● **Material provided**:
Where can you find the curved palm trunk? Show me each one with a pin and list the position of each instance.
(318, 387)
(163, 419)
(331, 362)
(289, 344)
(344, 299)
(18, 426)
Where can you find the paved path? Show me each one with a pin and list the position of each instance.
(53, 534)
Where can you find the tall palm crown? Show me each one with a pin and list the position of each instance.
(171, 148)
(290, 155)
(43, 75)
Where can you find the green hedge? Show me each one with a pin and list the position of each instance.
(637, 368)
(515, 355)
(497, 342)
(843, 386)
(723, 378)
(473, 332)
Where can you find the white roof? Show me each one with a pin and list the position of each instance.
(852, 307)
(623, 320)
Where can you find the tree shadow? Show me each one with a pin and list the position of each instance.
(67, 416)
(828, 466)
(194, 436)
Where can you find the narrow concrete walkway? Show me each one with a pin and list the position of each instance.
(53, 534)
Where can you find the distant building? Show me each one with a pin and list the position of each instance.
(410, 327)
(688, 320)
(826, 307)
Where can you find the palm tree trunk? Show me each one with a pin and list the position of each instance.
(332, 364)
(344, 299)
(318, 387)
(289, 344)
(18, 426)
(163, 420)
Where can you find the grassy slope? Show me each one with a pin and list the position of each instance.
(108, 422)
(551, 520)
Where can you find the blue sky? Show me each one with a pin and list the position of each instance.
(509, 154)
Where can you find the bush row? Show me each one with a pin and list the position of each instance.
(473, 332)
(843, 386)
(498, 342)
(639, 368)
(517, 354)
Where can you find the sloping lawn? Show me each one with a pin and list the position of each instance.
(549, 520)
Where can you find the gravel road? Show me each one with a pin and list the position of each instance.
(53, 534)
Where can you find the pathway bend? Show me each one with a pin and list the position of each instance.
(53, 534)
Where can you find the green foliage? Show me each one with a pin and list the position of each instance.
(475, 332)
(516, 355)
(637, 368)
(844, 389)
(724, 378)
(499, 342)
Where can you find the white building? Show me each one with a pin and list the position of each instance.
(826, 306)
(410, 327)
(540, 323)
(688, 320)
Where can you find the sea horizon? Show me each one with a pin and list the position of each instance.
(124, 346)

● **What needs to be done**:
Locate "Where can you find the sloping" in the data above. Then repeat, exactly, its line and each line after it through the last, adding nothing.

● **Solution to this problem**:
Where can you find the sloping lawn? Show me each one with a pin and list the position of each instance.
(549, 520)
Where can you find the gravel road? Show me each one with a pin and list the position of each instance.
(53, 534)
Where can you find the pathway bend? Show me each one with a pin and list the position of each instance.
(53, 534)
Where can you find the green foliage? Show me each one with a pin and list the position of each instance.
(475, 332)
(516, 355)
(637, 368)
(844, 389)
(724, 378)
(499, 342)
Where can you find the white building? Show me each one with a pin and list the position of each instance.
(826, 306)
(410, 327)
(540, 323)
(688, 320)
Where can you find the sea horizon? Show me each one with a pin and list the position of each instance.
(124, 346)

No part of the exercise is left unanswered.